(Set exercise)
Leave the pictures out. Return all other data exactly.

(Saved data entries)
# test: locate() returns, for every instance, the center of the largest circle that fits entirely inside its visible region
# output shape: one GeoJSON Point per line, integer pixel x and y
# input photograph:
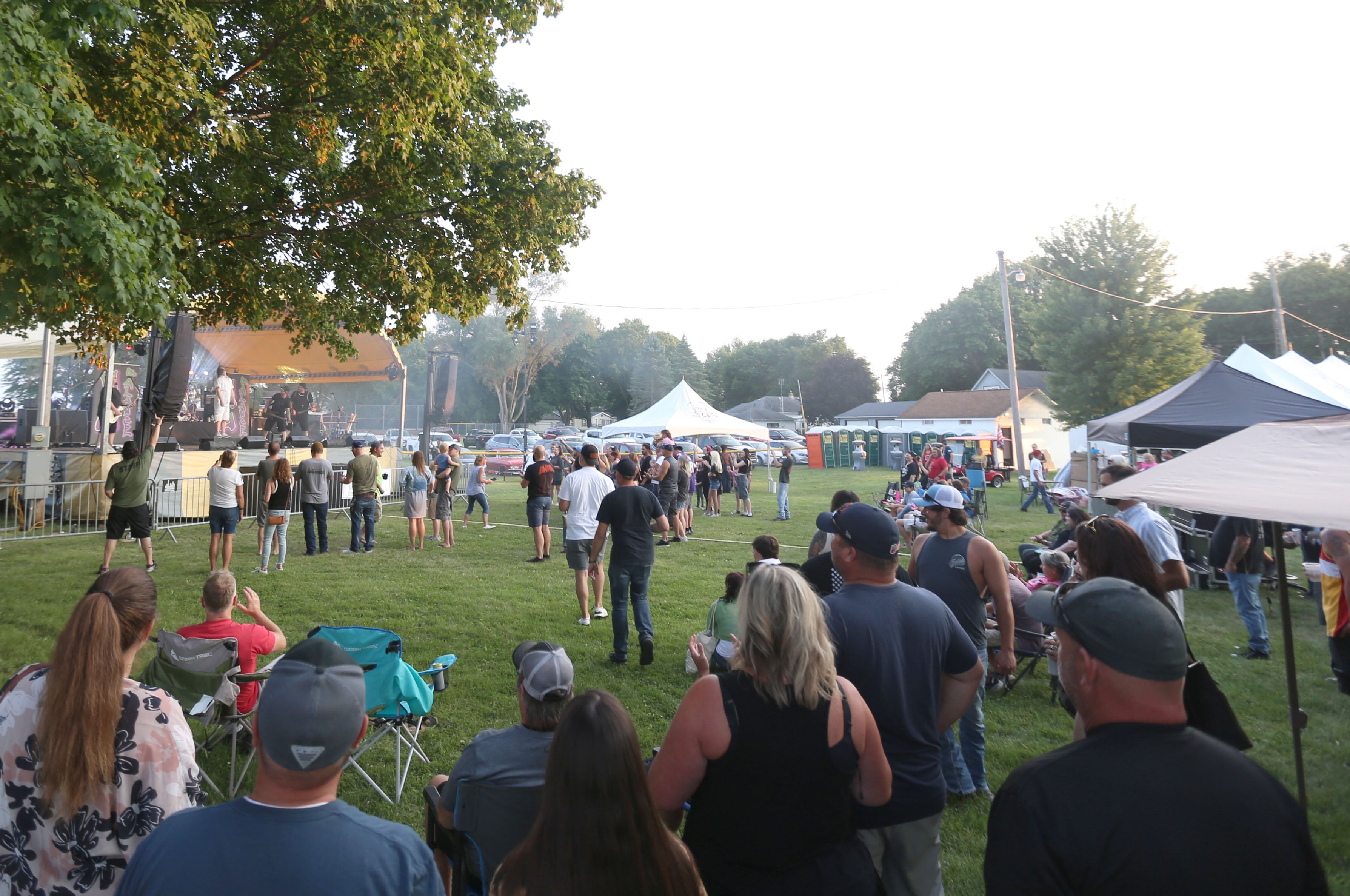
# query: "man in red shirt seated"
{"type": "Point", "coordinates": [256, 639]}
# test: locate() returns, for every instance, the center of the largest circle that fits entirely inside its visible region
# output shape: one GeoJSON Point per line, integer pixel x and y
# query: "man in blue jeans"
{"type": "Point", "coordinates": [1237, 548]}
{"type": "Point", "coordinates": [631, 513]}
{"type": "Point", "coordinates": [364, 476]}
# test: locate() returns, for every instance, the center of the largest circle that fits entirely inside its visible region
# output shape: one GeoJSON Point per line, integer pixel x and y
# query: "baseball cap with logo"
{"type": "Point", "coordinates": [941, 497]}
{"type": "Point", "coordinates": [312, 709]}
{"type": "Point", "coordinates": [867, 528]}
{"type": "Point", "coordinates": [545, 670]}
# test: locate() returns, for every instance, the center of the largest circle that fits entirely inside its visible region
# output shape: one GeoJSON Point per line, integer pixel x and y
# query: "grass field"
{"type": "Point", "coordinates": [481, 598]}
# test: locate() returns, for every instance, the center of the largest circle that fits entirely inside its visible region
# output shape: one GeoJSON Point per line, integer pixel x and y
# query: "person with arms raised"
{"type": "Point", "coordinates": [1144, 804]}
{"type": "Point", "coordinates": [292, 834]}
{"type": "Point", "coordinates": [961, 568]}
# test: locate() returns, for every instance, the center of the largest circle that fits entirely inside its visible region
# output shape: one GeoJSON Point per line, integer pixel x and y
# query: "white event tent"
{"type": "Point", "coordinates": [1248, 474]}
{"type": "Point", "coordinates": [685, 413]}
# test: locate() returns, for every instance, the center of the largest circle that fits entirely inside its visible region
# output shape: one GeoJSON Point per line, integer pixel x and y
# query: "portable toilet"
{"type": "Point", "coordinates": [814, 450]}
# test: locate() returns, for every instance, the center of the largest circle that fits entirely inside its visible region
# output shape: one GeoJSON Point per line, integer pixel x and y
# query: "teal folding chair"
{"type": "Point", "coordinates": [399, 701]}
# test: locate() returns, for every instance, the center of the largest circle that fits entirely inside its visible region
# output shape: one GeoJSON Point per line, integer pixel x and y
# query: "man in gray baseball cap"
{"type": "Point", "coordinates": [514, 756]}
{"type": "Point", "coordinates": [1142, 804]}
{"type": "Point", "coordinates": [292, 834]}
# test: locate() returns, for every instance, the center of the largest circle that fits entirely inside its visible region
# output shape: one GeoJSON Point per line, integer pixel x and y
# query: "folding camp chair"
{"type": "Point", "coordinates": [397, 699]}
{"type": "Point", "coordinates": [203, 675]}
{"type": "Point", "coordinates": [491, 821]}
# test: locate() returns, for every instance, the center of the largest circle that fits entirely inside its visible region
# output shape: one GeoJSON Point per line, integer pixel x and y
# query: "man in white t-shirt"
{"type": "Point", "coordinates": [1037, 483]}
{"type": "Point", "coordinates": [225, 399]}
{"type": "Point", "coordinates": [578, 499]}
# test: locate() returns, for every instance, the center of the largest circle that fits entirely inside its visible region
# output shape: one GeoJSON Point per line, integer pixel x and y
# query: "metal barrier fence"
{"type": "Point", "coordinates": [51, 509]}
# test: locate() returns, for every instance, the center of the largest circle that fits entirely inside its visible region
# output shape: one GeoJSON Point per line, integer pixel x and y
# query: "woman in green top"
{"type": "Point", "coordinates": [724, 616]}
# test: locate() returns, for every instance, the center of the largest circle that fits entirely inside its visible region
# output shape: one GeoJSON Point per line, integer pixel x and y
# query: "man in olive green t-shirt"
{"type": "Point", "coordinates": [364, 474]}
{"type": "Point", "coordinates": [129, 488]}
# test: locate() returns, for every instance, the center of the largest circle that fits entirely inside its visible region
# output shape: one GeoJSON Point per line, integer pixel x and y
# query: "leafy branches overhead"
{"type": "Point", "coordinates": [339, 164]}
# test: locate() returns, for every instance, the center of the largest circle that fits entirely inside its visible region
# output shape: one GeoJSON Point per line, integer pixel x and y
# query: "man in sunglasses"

(Solved exercise)
# test: locate() returns, for every instance, the center of the largest circle that fits entirely inside its visible region
# output shape: one GeoJSON Point per line, integer pixel x and y
# input photograph:
# query: "man in red shirt seated"
{"type": "Point", "coordinates": [256, 639]}
# test: locate() returns, for every instance, the center of the largest circle that fits entirely inside its visible region
# output shape: one GeoJSON Point per line, integer pixel x and y
# query: "man in blue jeans"
{"type": "Point", "coordinates": [1237, 548]}
{"type": "Point", "coordinates": [631, 513]}
{"type": "Point", "coordinates": [364, 476]}
# test: locate() returns, for every instance, the center of the largest circle that fits entirely inside its visible region
# output shape: one GeoJSON Point per line, integer pixel x and y
# query: "baseball cap with logo"
{"type": "Point", "coordinates": [941, 497]}
{"type": "Point", "coordinates": [312, 709]}
{"type": "Point", "coordinates": [867, 528]}
{"type": "Point", "coordinates": [545, 670]}
# test: locate() returns, for every instance, the center of the largest circle that fits entirely inside its visible region
# output shape: one GeoJSON Point per line, integer pixel x and y
# query: "grass field"
{"type": "Point", "coordinates": [481, 598]}
# test: locate() returns, for every instance, the center of the largest circle that fits entirely inside its visible region
# output shape: one GeoJSON Point per line, integer pixel x and y
# query: "person with arms raised"
{"type": "Point", "coordinates": [1144, 804]}
{"type": "Point", "coordinates": [292, 834]}
{"type": "Point", "coordinates": [961, 568]}
# test: locate() returns, for every instance, the center of the largest circle that fits entirely inside its visible region
# output shape: one GeoJSON Point per line, integer pixel x and y
# query: "white event tent"
{"type": "Point", "coordinates": [1248, 474]}
{"type": "Point", "coordinates": [685, 413]}
# test: locate() returns, for every instance, the center of the largest circle that fits entirely inside its visible region
# output shape: one GeoJSON Point per line, integer pixel x and y
# query: "portable toilet"
{"type": "Point", "coordinates": [814, 450]}
# test: locate() returns, for every instance, the center of the largest circle that fits entirely inside its visible region
# output shape: one GeoJSON Point per line, integer pixel x and y
# query: "teal folding chair"
{"type": "Point", "coordinates": [399, 701]}
# test: locate() returns, for every instance, the center of the largest circle that fits entirely inside its visible region
# output shape: one GeoJSON Point per line, integer pixel x and y
# query: "man in gray baseball cap"
{"type": "Point", "coordinates": [514, 756]}
{"type": "Point", "coordinates": [1142, 804]}
{"type": "Point", "coordinates": [292, 834]}
# test: locate() returns, for every instance, the center of the largest circle that fits entirely inside its visible region
# output shape: one GeoJSON Point per line, integer pixel x and y
# query: "folding camp chair"
{"type": "Point", "coordinates": [397, 699]}
{"type": "Point", "coordinates": [203, 675]}
{"type": "Point", "coordinates": [491, 821]}
# test: locate() returns, for every instance, the center of the largest circle that fits entirely inside its visible region
# output shape: one GeoJSON Point per line, integer pixel x and y
# query: "man in white t-shirt"
{"type": "Point", "coordinates": [1037, 483]}
{"type": "Point", "coordinates": [225, 399]}
{"type": "Point", "coordinates": [578, 499]}
# test: locate() returns, for every instance, the center of the largest circle that fits entirely inside its visible region
# output shape: one GeoJSON Point per line, integer pixel x and y
# query: "metal barrier fence"
{"type": "Point", "coordinates": [51, 509]}
# test: locate() returns, for every instance, the center of the largest circle that fits entirely inside its visible region
# output shape: one GeoJSON Point per line, integer pixel x and y
# query: "woman in green top"
{"type": "Point", "coordinates": [724, 616]}
# test: locate() returns, for every instance, the center of the largest circle that fits entirely inside its visible region
# output shape: one GeoJSON Point per line, integer pixel x and y
# query: "man in olive green t-shirt"
{"type": "Point", "coordinates": [364, 474]}
{"type": "Point", "coordinates": [129, 488]}
# test: locate() returns, for every instance, the center of the largest circle that fits entirely inside its visible region
# output shape: one GeoJSON Point per line, integer pixel x and y
# query: "leafy branches overhead"
{"type": "Point", "coordinates": [339, 164]}
# test: locate() returns, for every instance, the center of the largest circle that fits entirely inside its visible region
# output shape: one GeoJSON Point per line, integer pixel x and y
# query: "man in sunglasses"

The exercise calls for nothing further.